------ Reading passage ------

Impact of clinical pharmacist intervention on diabetes related quality-of-life in an ambulatory care clinic
The purpose of this one-year observational study was to evaluate quality of life in patients at the Medical University of South Carolina Family Medicine clinic who were followed by a clinical pharmacist diabetes educator.
Methods: Patients who have been seen by the clinical pharmacist for diabetes education and management services were contacted by telephone and asked to complete a previously validated Diabetes-related Quality of Life (DRQL) survey. In addition, the patient’s most recent hemoglobin A1C, blood pressure, fasting lipid panel and aspirin use were obtained from the electronic medical record. Correlation and logistic regression analysis was completed in order to assess the quality of life score and clinical outcomes.

------ Extracted material ------

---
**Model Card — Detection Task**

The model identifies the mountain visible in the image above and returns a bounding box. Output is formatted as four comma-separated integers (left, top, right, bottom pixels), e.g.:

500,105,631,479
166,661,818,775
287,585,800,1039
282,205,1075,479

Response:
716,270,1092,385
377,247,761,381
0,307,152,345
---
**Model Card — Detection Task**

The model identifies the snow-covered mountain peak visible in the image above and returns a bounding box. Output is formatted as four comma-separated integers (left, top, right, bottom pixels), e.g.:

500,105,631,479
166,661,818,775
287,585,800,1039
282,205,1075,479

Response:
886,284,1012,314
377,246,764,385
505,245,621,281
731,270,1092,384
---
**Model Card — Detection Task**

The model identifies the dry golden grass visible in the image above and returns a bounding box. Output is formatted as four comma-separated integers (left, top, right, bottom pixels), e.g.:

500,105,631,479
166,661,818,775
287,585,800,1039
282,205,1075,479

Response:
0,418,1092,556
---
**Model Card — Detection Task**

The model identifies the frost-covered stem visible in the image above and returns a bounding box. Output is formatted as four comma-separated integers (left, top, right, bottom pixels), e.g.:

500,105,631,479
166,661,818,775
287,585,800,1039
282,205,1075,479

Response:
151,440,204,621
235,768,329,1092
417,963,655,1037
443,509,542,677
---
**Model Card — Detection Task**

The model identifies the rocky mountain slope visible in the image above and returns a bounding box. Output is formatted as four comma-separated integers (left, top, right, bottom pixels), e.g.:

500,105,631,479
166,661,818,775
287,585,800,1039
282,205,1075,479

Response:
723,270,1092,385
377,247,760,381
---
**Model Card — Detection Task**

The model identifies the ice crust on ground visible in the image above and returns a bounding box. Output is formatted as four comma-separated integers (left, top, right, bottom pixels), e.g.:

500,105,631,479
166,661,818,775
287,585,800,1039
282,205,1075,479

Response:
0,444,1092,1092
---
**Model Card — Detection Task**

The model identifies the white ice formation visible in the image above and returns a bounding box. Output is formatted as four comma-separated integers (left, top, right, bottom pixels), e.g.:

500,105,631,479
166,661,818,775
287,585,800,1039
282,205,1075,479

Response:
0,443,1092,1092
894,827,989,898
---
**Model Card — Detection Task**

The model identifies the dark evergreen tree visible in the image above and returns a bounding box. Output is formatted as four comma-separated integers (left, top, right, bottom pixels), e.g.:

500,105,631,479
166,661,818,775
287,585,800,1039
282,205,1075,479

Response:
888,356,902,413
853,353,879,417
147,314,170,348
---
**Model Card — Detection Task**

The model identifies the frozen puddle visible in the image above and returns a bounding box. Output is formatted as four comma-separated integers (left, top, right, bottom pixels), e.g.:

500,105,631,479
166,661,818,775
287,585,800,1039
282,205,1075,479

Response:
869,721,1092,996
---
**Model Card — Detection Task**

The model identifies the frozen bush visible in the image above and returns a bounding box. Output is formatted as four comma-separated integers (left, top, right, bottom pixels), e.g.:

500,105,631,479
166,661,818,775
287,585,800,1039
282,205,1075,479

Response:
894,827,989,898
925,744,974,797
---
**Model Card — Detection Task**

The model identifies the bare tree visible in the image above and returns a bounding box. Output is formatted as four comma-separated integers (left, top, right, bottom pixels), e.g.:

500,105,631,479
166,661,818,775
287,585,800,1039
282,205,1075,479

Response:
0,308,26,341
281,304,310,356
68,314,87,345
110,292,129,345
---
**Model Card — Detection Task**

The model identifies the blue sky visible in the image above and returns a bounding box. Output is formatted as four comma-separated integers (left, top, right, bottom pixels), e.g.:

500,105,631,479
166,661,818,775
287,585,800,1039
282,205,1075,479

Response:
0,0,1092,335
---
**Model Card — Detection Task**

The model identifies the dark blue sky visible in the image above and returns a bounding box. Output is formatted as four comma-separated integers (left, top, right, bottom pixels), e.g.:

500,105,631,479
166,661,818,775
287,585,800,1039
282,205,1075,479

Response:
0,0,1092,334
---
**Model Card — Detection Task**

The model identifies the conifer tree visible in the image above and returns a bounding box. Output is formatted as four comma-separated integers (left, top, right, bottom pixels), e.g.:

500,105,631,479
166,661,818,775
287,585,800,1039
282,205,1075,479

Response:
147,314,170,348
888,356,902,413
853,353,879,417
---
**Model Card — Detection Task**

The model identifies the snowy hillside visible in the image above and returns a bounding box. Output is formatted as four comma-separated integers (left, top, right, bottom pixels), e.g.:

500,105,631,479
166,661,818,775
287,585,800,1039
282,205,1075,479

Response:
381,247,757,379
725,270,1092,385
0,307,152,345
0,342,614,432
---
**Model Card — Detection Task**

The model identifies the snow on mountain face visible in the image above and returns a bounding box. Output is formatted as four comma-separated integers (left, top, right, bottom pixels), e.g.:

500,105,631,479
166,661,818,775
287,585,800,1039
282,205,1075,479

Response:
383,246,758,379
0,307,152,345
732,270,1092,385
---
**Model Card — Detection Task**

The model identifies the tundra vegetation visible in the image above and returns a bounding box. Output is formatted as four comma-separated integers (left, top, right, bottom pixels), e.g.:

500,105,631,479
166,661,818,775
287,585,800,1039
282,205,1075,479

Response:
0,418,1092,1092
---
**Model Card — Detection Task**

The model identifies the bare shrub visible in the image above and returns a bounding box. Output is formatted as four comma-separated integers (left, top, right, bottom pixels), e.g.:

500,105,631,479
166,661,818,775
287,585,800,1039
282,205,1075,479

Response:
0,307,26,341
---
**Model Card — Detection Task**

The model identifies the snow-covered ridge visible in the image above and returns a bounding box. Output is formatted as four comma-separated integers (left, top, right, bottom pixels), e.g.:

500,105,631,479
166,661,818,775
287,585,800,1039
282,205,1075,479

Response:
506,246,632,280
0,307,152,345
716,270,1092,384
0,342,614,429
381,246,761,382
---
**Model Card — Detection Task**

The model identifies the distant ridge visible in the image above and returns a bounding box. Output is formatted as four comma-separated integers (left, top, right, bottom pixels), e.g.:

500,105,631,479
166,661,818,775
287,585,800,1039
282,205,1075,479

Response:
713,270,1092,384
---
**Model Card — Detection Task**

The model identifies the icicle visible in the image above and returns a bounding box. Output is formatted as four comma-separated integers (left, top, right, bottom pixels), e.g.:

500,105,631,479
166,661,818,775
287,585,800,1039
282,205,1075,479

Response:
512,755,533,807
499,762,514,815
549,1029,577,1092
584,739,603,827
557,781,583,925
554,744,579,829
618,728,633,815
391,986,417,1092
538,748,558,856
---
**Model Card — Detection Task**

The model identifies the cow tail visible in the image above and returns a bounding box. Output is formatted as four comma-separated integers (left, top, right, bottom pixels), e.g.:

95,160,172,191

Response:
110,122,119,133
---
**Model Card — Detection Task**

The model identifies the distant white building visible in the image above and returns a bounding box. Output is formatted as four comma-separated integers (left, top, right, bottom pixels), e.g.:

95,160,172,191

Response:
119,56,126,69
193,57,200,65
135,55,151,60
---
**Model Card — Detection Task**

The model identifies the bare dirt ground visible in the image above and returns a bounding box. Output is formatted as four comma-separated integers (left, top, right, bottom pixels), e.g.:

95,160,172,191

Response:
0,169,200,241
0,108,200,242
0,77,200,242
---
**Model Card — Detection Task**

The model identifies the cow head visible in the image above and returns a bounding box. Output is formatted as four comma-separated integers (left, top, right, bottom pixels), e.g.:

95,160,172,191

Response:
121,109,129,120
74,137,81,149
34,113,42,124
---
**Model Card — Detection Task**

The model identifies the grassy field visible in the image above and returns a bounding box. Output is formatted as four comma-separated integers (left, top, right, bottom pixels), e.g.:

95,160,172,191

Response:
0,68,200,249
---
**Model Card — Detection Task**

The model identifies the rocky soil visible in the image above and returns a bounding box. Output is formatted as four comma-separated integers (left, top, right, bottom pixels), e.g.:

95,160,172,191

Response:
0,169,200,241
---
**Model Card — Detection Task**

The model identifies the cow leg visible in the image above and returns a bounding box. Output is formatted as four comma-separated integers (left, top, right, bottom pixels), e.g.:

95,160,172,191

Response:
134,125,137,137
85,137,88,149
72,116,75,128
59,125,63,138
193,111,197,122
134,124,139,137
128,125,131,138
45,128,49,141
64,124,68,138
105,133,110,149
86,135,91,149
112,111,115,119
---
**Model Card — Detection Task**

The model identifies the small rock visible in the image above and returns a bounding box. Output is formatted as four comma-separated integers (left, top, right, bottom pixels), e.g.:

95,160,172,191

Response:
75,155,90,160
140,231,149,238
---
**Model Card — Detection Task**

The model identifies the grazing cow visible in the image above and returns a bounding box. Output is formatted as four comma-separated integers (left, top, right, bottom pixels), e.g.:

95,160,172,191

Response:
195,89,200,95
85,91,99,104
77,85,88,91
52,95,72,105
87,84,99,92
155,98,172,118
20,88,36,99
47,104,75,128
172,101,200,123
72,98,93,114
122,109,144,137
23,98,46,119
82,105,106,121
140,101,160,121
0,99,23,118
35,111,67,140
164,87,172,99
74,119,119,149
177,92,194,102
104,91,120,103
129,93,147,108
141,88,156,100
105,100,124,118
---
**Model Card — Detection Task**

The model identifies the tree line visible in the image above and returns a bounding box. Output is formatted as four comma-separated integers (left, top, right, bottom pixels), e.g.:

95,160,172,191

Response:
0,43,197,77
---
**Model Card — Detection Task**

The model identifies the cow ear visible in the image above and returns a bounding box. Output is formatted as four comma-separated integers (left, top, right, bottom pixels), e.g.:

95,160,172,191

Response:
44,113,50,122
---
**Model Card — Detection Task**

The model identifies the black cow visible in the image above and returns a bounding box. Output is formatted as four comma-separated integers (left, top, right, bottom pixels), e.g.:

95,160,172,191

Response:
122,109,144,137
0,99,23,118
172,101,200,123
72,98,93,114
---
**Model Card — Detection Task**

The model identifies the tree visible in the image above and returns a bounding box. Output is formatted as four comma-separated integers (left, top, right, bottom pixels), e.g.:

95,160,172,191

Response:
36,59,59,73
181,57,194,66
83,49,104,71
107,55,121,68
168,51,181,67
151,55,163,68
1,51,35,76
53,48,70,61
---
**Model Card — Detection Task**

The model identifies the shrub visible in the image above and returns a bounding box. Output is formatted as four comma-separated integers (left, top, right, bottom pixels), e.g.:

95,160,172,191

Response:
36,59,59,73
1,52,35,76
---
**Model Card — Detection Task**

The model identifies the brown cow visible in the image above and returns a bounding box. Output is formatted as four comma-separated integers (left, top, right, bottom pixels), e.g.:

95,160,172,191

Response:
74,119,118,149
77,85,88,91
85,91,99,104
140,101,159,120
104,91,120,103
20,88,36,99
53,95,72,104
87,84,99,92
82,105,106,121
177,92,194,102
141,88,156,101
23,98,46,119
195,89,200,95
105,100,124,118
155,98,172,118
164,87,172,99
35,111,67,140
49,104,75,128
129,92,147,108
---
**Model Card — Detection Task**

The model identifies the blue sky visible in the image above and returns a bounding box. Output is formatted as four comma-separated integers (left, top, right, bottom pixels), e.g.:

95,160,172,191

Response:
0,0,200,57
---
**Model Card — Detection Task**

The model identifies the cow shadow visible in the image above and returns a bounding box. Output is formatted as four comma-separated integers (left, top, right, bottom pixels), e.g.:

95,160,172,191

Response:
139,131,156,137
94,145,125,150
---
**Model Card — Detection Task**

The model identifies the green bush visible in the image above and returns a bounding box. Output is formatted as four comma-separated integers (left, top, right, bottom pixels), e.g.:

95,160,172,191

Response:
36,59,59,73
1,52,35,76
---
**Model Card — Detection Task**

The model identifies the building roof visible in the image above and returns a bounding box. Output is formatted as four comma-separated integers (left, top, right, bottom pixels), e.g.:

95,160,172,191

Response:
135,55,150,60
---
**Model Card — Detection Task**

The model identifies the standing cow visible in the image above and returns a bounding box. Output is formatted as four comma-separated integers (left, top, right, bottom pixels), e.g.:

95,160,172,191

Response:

------

Task requirements →
A – In the diabetes quality-of-life abstract, how long did the observational study last?
B – Translate this sentence from the diabetes quality-of-life abstract into Spanish: "In addition, the patient’s most recent hemoglobin A1C, blood pressure, fasting lipid panel and aspirin use were obtained from the electronic medical record."
C – Extend the diabetes quality-of-life abstract, picking up right after its final sentence about correlation and logistic regression analysis.

Activity answers →
A – One year.

B – Además, se obtuvieron del expediente médico electrónico la hemoglobina A1C más reciente del paciente, su presión arterial, su perfil lipídico en ayunas y su uso de aspirina.

C –
Results: A total of 47 patients completed the survey (37%). The median overall score was 1 (1-very satisfied; 5-very dissatisfied). Patients who were more satisfied with their current treatment tended to have lower LDL, systolic and diastolic blood pressure (BP) values (r=0.32, 0.3, 0.33; p=0.03, 0.03, 0.02). In addition, patients taking more medications were more dissatisfied with the amount of time spent managing their disease (r=0.29, p=0.04), felt more pain associated with the treatment of their disease (r=0.32, p=0.02), and were more worried that their body looked different as a result of their diabetes (r=0.32, p=0.02).
Conclusion: Patients in this clinic were highly satisfied with their quality of life. The authors found that trends exist for relationships between several important clinical parameters and quality of life.